INSTRUCTIONS TO FOLLOW —
In the text on the origins of the word Arab, what reason is given for saying that the word's association with nomadism is borne out? Answer in one to three sentences.

TEXT UNDER STUDY: Begin

Two millennia before passports, though, modern scholars agree on the meaning of the word Arab by connecting it with the Hebrew “Arabha — dark land, or steppe land (today ‘Árava’); with the Hebrew ‘Erebh’— mixed and hence unorganized, as opposed to the organized and ordered life of the sedentary communities, rejected and despised by the nomads; and with the root “Abhar’— to move or pass (‘Avar’).

The association with nomadism is borne out by the fact that the Arabs themselves seem to have used the word at an early date to distinguish the Bedouin from the Arabic-speaking town and village dwellers of the Hejaz and indeed continued to do so to some extent until very recently.

Moreover, the first Arabian use of the word Arab occurs in the ancient southern Arabian inscriptions inscribed by the Yemeni Arabs dating from the late pre-Christian and early Christian centuries. Written in Arabic but in the Nabatean Aramaic script, it records the death and achievements of Imru’l-Qays, ‘King of all the Arabs’, in terms which suggest that the sovereignty claimed did not extend far beyond the nomads of northern and central Arabia. And finally, in the inscriptions, the word ‘Arab’ means Bedouin, often raider, and is applied to the nomadic, as distinct from the sedentary, population.

So, while Judaism had been practised in the land and points north for millennia, and while Jews lived as indigenous Semites centred on the eternal city of Jerusalem and points south and west, Islam was born to Arabs who had a newly formed identity developed from Hebrew terminology. This despite the erroneous modern day anti-semitic trope that Jews are interlopers in the Levant.

Over the course of the 8th century, in order to spread the word of the prophet, Islam went from being an Arab religion with a Caliphate (Empire) as an Arab kingdom, to an Islamic Empire where membership of the ruling group was determined by faith rather than by origin. Increasing numbers of the conquered peoples were converted to Islam, and the religion acquired the universal character that it has retained ever since.

Judaism and Islam, Arabs and Jews, illustrate two different aspects of the human condition.

Whereas Islam was driven to validate itself through violence and destruction, and cement that validity through forced conversion and religious supremacism, Israel and the Jews stand as a rare example of the persistence of ideas despite indescribable hardships. Ideas which were practised by an ancient people west of the Jordan 1400 years before the birth of Mohammad.

The persistence of the Jewish State of Israel is testimony to the fixity of that idea, a possession deemed to be so very important during the first Exile, 1500 years before the birth of Islam.

The establishment of the State of Israel despite the exilic horrors visited on Jews is proof enough that it was the Jews and Judaism who were indigenous to the Levant. Jews who, despite being subjugated by Islamic imperialism in the Middle East and religious persecution across Europe, symbolised the power of hope in a faith which sustained an ancient indigenous people for millennia.

Today though, as Knudsen points out, Islamic imperialism in the Levant has given way to resurgent political Islam not because there is no Palestinian state, but simply in reaction to the crushing defeats visited on Arab forces by Israel in June 1967. The Six Day War spelled the end of pan-Arab nationalism, and it is no coincidence that the euphemistic narrative of the down-trodden nation of “Palestine” began in that decade…….

It is that seminal event of 1967 which led to the subsequent near catastrophic (for Israel) 1973 war and to the feature which defines Islamists of the 21st century. These Islamists now embrace publicly for the first time since Abu Bakrr in the 7th century AD, the concept of ijtehad: the independent reasoning and reinterpretation of the Quran and Islamic traditions and the need to reinterpret their holy scriptures and apply them to today’s world.

But that investigation will have to be shelved for another time.

TEXT UNDER STUDY: End
STORED DATA: Begin

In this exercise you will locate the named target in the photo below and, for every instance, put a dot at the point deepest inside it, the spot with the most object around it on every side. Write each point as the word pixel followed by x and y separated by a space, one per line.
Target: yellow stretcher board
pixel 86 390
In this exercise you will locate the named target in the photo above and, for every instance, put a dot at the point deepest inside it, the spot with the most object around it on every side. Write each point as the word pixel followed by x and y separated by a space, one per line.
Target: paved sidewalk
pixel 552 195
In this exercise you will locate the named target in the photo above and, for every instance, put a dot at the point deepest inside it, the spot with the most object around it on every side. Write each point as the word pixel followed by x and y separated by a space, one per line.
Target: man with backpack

STORED DATA: End

ANSWER FOR THIS EXERCISE —
The Arabs themselves seem to have used the word at an early date to distinguish the Bedouin from the Arabic-speaking town and village dwellers of the Hejaz. They continued to do so to some extent until very recently.